## RECORDS FOR THE EXERCISE
──────────

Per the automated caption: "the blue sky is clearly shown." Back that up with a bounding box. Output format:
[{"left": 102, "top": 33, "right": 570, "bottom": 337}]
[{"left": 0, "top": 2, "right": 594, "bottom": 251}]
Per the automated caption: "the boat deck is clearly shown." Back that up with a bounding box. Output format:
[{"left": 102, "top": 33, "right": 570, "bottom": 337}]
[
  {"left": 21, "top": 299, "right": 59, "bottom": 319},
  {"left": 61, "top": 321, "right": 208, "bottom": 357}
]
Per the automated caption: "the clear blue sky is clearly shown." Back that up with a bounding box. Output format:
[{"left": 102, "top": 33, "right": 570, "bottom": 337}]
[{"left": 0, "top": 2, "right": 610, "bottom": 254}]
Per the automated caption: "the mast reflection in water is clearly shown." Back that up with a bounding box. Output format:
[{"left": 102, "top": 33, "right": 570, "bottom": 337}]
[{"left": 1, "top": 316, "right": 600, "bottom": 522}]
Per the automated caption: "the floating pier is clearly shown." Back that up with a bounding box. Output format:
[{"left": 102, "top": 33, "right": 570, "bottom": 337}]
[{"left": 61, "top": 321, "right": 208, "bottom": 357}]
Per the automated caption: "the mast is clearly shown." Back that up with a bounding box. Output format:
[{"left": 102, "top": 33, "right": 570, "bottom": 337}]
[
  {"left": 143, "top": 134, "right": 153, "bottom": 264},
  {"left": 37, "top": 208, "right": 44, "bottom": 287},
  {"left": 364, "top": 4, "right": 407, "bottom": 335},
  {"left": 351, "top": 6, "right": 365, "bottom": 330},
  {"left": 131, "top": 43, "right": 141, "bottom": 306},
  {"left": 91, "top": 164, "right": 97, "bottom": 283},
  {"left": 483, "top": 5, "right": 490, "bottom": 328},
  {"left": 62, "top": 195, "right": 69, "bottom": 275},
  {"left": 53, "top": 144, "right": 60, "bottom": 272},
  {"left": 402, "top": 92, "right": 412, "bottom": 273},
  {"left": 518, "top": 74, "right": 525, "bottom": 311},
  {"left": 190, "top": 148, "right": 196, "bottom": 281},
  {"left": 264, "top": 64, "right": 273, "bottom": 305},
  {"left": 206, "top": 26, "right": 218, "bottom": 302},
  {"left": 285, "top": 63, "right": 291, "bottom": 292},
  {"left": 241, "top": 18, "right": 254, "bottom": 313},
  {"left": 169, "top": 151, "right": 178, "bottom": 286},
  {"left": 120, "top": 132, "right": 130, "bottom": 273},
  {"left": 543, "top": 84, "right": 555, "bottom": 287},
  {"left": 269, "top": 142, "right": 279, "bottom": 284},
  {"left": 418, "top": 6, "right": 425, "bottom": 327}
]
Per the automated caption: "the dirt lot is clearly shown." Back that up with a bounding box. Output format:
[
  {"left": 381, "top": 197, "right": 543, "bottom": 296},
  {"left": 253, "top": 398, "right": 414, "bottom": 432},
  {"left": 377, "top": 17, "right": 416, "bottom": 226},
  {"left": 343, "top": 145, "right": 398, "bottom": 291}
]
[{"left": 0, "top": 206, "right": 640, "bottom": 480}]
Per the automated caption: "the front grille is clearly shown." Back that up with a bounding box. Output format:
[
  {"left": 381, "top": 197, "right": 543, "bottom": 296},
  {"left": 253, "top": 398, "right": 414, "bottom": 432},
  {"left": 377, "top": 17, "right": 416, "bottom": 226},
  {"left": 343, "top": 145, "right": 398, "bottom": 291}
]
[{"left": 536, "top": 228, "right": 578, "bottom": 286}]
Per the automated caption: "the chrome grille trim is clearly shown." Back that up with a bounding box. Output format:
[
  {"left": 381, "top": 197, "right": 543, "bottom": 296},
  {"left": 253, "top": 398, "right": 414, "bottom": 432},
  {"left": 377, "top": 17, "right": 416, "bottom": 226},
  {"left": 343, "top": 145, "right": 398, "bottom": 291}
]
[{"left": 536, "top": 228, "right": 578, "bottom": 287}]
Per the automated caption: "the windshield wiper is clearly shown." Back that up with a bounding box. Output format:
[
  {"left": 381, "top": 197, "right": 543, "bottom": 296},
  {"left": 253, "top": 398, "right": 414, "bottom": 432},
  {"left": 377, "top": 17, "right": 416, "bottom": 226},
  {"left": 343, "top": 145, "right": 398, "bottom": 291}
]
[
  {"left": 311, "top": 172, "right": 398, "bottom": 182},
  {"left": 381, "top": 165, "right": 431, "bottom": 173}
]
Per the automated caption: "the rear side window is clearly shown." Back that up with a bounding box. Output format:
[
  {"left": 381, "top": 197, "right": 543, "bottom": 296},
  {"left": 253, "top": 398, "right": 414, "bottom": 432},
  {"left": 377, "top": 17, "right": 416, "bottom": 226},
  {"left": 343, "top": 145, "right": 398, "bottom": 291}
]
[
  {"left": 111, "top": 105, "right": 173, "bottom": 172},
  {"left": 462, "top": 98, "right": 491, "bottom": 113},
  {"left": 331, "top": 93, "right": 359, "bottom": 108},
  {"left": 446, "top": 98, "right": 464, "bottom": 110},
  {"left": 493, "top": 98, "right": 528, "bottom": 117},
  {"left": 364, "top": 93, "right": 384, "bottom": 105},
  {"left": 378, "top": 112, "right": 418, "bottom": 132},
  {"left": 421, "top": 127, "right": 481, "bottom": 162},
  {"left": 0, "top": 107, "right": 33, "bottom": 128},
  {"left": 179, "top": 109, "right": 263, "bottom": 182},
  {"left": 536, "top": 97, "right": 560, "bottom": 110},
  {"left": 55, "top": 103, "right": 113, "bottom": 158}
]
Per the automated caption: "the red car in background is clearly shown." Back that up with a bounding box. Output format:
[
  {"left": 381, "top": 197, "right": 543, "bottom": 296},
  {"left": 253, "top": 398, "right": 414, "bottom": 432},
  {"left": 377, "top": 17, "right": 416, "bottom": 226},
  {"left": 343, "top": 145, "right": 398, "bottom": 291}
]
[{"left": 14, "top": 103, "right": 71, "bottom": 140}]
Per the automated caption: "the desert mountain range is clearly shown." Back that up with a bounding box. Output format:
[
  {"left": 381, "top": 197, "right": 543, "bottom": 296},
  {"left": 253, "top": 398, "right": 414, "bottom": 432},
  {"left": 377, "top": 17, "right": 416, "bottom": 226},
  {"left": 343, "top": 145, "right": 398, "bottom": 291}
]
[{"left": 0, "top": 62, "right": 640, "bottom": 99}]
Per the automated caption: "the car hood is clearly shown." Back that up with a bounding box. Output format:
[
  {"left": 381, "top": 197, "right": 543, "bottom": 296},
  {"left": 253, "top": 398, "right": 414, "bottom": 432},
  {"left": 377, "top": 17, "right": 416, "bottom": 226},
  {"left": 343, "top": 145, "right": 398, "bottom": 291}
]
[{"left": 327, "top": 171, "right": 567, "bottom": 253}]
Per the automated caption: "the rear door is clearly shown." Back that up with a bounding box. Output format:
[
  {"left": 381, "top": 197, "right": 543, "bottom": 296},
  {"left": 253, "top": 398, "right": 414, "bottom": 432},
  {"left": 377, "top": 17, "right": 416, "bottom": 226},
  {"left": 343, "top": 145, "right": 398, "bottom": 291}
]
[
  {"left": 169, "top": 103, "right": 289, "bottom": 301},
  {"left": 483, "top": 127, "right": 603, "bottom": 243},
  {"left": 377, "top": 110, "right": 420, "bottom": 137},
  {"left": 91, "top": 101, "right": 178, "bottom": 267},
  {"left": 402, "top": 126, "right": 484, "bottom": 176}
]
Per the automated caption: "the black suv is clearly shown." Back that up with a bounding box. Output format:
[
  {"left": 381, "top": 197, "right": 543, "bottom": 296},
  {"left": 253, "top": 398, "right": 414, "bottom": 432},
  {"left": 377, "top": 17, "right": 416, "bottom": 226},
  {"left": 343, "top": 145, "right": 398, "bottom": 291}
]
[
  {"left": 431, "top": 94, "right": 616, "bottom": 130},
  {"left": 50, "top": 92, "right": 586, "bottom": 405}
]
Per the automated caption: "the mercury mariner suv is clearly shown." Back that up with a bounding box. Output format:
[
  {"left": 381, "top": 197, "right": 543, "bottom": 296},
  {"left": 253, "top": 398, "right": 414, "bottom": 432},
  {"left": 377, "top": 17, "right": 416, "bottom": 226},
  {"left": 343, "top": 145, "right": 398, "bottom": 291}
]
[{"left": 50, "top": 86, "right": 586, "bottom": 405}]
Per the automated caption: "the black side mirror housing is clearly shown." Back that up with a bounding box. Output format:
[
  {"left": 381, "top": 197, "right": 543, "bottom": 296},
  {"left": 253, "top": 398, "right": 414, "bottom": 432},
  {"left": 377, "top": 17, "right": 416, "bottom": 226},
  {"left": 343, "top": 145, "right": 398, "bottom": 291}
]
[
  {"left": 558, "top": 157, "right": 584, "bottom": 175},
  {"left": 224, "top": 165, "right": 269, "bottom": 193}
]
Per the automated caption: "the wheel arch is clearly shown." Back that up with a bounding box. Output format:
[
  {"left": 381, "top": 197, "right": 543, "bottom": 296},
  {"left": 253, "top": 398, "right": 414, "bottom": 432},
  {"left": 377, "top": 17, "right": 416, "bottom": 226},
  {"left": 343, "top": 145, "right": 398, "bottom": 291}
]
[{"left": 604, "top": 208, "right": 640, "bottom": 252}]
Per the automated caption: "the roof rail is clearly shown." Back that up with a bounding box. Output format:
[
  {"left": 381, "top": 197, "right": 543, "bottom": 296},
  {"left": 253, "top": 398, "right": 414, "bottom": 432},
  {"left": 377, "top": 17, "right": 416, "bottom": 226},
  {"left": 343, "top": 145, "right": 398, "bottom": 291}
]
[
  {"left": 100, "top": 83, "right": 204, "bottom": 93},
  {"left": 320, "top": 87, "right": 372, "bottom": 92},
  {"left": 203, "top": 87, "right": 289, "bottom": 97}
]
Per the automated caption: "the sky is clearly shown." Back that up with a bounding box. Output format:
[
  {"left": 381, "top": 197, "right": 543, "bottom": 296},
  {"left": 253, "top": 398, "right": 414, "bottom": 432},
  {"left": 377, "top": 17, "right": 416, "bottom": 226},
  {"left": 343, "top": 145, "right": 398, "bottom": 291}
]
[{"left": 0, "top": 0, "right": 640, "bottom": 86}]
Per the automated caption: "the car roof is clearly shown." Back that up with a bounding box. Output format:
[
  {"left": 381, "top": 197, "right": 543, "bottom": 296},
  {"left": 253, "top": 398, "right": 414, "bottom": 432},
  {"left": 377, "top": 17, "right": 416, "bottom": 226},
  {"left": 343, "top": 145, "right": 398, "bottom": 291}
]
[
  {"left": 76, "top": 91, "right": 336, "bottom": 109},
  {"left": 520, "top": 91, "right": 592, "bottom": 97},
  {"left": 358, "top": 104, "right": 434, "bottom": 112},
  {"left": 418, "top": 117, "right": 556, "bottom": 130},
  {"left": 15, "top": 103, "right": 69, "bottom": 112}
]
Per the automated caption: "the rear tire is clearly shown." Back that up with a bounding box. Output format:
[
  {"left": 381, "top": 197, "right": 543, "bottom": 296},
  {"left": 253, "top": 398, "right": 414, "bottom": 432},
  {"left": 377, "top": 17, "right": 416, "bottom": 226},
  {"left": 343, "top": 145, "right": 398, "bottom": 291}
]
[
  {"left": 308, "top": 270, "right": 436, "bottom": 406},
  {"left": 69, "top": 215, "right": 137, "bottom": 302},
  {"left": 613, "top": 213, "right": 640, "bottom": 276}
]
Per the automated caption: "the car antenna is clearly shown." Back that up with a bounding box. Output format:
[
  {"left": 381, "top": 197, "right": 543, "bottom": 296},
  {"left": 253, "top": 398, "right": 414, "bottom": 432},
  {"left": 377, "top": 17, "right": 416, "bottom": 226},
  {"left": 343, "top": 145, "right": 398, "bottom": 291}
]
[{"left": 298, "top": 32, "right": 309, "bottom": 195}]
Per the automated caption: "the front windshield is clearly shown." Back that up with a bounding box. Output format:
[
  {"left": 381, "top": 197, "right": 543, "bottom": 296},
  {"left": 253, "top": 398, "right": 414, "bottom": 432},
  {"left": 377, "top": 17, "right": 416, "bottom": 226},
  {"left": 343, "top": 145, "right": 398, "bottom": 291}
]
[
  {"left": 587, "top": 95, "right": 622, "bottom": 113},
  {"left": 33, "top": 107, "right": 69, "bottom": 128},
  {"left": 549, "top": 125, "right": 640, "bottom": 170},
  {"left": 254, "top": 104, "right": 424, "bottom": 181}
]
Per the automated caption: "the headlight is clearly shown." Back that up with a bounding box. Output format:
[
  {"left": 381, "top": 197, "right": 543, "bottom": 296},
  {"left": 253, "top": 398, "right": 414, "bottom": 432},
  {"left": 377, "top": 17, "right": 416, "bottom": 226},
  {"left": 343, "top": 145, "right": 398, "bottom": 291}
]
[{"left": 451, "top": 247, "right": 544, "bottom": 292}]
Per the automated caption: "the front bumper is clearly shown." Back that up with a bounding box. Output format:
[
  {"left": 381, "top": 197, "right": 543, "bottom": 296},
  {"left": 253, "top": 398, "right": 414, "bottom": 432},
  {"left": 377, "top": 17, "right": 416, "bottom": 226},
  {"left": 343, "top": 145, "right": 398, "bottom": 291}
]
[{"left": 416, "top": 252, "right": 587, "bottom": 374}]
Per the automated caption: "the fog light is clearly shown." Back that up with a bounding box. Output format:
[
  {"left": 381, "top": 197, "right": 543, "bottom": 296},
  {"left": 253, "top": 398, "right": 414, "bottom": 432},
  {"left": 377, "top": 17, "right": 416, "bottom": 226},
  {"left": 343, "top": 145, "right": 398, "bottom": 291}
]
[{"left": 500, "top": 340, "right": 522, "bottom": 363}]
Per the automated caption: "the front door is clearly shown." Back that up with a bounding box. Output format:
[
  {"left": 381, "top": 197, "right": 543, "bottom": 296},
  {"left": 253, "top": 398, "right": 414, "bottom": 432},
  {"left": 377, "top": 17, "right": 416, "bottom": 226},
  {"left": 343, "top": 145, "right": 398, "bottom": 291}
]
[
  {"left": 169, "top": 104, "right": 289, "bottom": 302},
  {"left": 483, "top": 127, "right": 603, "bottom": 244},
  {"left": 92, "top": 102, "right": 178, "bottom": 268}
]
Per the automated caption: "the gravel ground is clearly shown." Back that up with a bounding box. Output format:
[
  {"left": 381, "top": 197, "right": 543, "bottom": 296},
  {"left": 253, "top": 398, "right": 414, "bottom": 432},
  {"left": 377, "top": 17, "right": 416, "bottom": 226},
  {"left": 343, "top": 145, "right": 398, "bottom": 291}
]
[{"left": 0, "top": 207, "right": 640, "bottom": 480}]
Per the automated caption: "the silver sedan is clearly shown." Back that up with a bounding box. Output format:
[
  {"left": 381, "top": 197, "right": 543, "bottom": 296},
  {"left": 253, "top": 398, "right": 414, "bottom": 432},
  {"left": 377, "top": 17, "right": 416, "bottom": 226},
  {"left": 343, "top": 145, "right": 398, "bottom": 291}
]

──────────

## EXERCISE OBJECTIVE
Please copy out, word for word, everything from the line containing "silver sedan is" through the last line of the rows, including both of those lines.

## RESPONSE FOR THIS EXERCISE
Per the automated caption: "the silver sedan is clearly shown." Back that up with a bounding box. Output format:
[
  {"left": 381, "top": 197, "right": 543, "bottom": 296},
  {"left": 253, "top": 398, "right": 414, "bottom": 432},
  {"left": 377, "top": 17, "right": 416, "bottom": 226},
  {"left": 343, "top": 145, "right": 398, "bottom": 291}
]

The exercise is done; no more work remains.